>> start TEXT EXTRACT

Have a question about this project? Sign up for a free GitHub account to open an issue and contact its maintainers and the community.

By clicking “Sign up for GitHub”, you agree to our terms of service and privacy statement. We’ll occasionally send you account related emails.

Already on GitHub? Sign in to your account

RFC: Leverage --incremental #1310

Open
yacinehmito opened this issue Dec 8, 2019 · 27 comments
Open

RFC: Leverage --incremental #1310

yacinehmito opened this issue Dec 8, 2019 · 27 comments

Comments

@yacinehmito
Copy link

yacinehmito commented Dec 8, 2019

This is a feature request.

Issue

Our team is working on a large codebase and we are currently having issues with the time our CI takes. We are looking at all the ways to make the build faster.
One of the bottlenecks is the time it takes to run the tests. We investigated and most of time taken to run unit tests is not to actually run the tests but to compile the TS files on-the-fly.

Expected behavior

The thing is that TS files have already been compiled as part of the build step. We would love for ts-jest to leverage this and rely on them.

One idea is to have ts-jest write the compiled files on disk and leverage the incremental option. As ts-jest attempts to recompile the code, tsc will see that most of the work was already done.

We understand this is a large undertaking and I am ready to help! From a quick glance I already identified ts-jest performs additional transformation to hoist jest.mock() and that could be a challenge.

Alternatives

We found none of the speed-up alternatives to be satisfying. They are:

  • Compile the test files ahead of time. It works great but we lose snapshots and it's a poor developer experience. Not a good fit.
  • Compile with babel instead of ts-jest. It's still slow, it doesn't support all of TypeScript features, the TDD experience is not as good and the code that is tested in not the one that actually runs in production. Not a good fit.

We would largely prefer to stick with ts-jest but performance improvements are really necessary for us. Again, I'm ready to work on it.

What do you think about this feature, and would you support a PR introducing it?

@ahnpnl
Copy link
Collaborator

ahnpnl commented Dec 8, 2019

Hi,

We are happy to get community's help in improving ts-jest. Right now we are lack of capacity to support all needs from the community. Therefore feel free to help us by your PRs, we really appreciate.

@yacinehmito
Copy link
Author

yacinehmito commented Dec 29, 2019

I attempted to work on this but currently ts-jest assumes that all compilation happens in memory and hands off caching to Jest. Leveraging --incremental goes against that.
It's an assumption that is relied on throughout the code so I couldn't refactor easily.

I'll try to do an incremental-only Jest transformer first and see how it behaves. After that we may consider introducing the feature to ts-jest but that will be a large undertaking.

@ahnpnl
Copy link
Collaborator

ahnpnl commented Dec 29, 2019

Have you checked ts-jest processing doc ? Does it help to bring up some ideas for your work ?

>> end TEXT EXTRACT
>> start DATA SECTION

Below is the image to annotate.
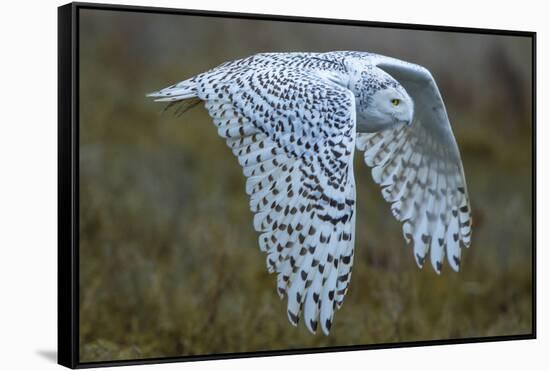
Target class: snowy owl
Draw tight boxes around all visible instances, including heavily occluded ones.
[148,51,471,335]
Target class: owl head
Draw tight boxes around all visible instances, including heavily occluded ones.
[351,67,414,133]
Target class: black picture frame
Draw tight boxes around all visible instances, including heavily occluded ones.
[58,3,537,368]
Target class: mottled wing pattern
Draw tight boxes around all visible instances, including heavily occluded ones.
[150,57,355,334]
[357,58,471,273]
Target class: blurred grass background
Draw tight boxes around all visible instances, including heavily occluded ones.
[80,10,533,362]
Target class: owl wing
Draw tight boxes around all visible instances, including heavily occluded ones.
[151,63,355,334]
[357,58,472,273]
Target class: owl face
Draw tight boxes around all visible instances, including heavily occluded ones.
[357,84,414,133]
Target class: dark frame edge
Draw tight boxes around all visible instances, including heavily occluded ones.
[57,4,78,368]
[58,2,537,369]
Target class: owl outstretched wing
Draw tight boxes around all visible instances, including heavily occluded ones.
[357,57,472,273]
[150,57,355,334]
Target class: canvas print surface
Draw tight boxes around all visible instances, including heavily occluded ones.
[78,9,534,362]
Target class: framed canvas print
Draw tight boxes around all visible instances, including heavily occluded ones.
[58,3,536,368]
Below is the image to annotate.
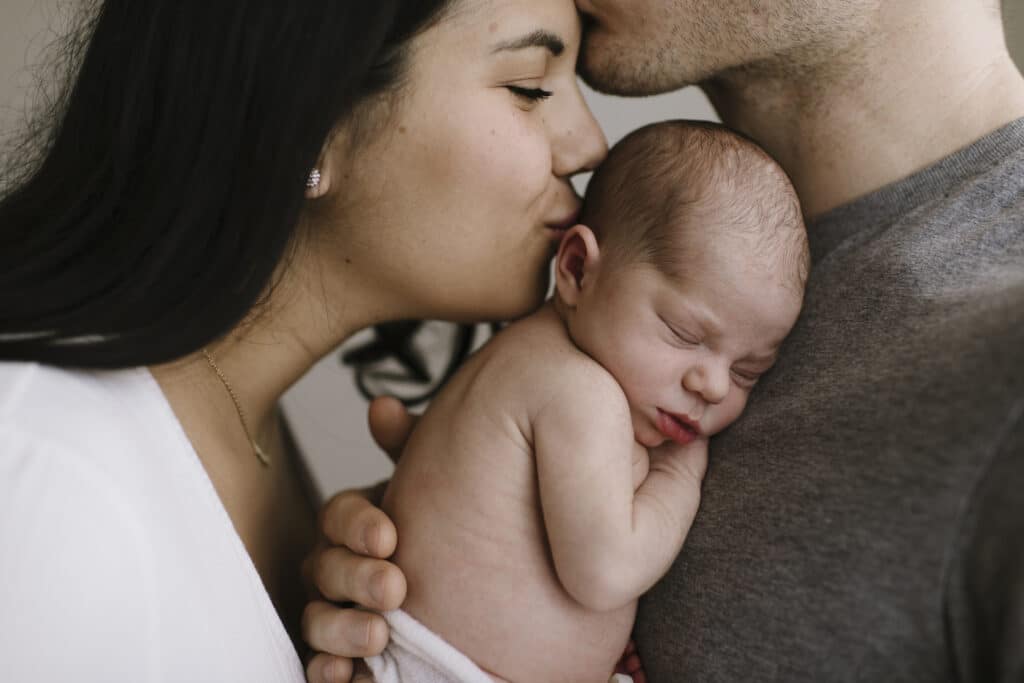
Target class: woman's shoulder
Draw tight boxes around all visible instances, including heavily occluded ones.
[0,362,172,459]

>> end DATA SECTION

REQUIRED WORK -
In the ts-jest issue thread, what does the team say takes up most of the time when running unit tests?

SOLUTION TO THE PROBLEM -
Compiling the TS files on-the-fly, not actually running the tests.